Texto mostrado.
──────────────────────────────
También hay que preguntarse si por esta razón una de las piezas más importantes del arte mesoamericano, el penacho de Moctezuma, no fue prestado por el gobierno austriaco. Es probable que ellos hayan antepuesto el resguardo de su tesoro robado a la pomposa celebración internacional de una serie de culturas que aún luchan por el reconocimiento de sus derechos particulares.

Algunas de las obras que no podrán ser observadas en su país de origen de manera conjunta y que sólo quedarán registradas en los catálogos y libros conmemorativos son las figuras de terracota, recientemente encontradas en el Templo Mayor, del Hombre Águila y de Mictlantecuhtli; varias representaciones de Quetzalcoatl; la bellísima y compleja escultura del Mono embarazado bailando; las vasijas con imágenes de Tláloc, Xilonen, Napatecuhtli y Xilonen; los códices Mendoza y Cospi; diversas máscaras de Jade (entre las que destaca la de Tezcatlipoca, resguardada por el Museo Británico); soberbias representaciones de Ehecatl-Quetzalcóatl, Xipe-Totec, Xiuhtecuhtli-Huitzilopochtli y la Coatlicue.

La curación de la muestra en Londres, a cargo de Eduardo Matos Moctezuma, Felipe Solís Olguín y Adrian Locke, guardó una agradable y agradecible sobriedad en todas las salas, hasta que en la número diez se desborda ese ímpetu de la nueva museografía hollywoodense que intenta recrear los espacios originales de producción de la obra. Fue chocante la mala imitación de espacios piramidales que intenta especular en torno a los vértices del Templo Mayor. No obstante, la falta de gusto en el montaje está opacada por el poder de la estética azteca que se levantó en esa inmensa sala.
──────────────────────────────
Datos proporcionados.

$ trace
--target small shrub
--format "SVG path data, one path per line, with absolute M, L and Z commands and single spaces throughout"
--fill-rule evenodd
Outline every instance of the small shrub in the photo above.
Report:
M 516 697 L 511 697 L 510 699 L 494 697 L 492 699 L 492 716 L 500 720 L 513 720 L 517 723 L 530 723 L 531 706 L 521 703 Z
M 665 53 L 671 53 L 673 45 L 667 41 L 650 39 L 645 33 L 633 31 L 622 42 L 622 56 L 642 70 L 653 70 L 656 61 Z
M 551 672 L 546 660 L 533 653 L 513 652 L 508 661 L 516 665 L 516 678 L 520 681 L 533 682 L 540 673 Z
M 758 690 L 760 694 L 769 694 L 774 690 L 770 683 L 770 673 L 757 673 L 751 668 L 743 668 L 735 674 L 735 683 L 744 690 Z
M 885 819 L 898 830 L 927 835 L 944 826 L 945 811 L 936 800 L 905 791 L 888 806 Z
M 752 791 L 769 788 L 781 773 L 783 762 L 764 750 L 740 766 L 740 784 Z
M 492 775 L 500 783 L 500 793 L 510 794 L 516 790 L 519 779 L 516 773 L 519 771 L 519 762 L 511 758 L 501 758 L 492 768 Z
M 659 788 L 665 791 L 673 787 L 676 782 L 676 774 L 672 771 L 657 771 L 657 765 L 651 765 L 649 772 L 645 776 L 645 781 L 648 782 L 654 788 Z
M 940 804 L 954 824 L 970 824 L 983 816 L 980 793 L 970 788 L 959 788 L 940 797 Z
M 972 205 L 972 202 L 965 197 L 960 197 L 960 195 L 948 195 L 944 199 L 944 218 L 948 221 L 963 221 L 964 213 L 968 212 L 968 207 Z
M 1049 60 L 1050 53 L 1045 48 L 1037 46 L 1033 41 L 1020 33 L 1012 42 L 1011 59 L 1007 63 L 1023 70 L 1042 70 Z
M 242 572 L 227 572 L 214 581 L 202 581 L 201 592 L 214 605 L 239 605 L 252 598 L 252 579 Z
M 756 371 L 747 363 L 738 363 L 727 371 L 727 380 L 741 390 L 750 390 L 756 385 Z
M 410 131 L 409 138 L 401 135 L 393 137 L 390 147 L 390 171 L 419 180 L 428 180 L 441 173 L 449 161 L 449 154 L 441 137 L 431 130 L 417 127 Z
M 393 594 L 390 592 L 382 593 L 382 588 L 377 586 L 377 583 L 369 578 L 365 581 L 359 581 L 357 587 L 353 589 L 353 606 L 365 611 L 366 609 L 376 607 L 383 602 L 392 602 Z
──────────────────────────────
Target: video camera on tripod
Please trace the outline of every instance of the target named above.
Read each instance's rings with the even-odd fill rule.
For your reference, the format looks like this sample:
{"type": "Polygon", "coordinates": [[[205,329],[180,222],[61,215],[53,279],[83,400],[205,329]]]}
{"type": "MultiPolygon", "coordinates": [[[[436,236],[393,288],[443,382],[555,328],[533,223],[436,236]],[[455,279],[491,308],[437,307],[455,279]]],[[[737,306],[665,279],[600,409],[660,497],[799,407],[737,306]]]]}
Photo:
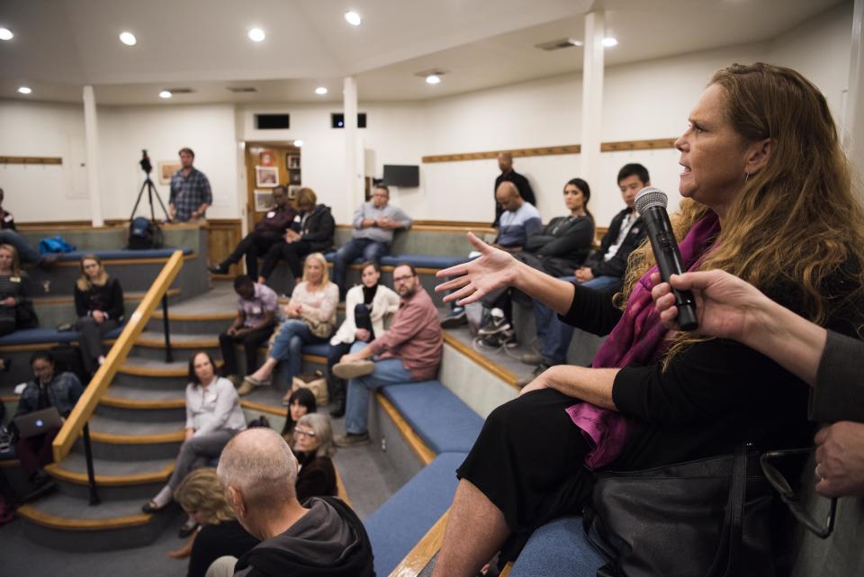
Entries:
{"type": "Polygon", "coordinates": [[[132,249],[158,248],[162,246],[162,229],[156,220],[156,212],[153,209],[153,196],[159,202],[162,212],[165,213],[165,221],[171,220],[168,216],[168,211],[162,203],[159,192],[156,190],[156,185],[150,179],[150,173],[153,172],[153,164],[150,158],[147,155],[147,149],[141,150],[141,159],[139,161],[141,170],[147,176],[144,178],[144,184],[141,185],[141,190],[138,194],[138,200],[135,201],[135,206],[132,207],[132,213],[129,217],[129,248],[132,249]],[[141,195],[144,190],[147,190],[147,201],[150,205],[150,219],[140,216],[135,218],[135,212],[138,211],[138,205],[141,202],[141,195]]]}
──────────────────────────────
Tareas.
[1] Según el texto sobre la exposición azteca, ¿quiénes estuvieron a cargo de la curación de la muestra en Londres?
[2] Reproduce el fragmento del texto sobre la exposición azteca desde "También hay que" hasta "sus derechos particulares.".
[3] En el texto sobre la exposición azteca, ¿de qué figuras se mencionan "soberbias representaciones"? Nómbralas todas.

Respuestas.
[1] Eduardo Matos Moctezuma, Felipe Solís Olguín y Adrian Locke.

[2]
También hay que preguntarse si por esta razón una de las piezas más importantes del arte mesoamericano, el penacho de Moctezuma, no fue prestado por el gobierno austriaco. Es probable que ellos hayan antepuesto el resguardo de su tesoro robado a la pomposa celebración internacional de una serie de culturas que aún luchan por el reconocimiento de sus derechos particulares.

[3] Ehecatl-Quetzalcóatl, Xipe-Totec, Xiuhtecuhtli-Huitzilopochtli y la Coatlicue.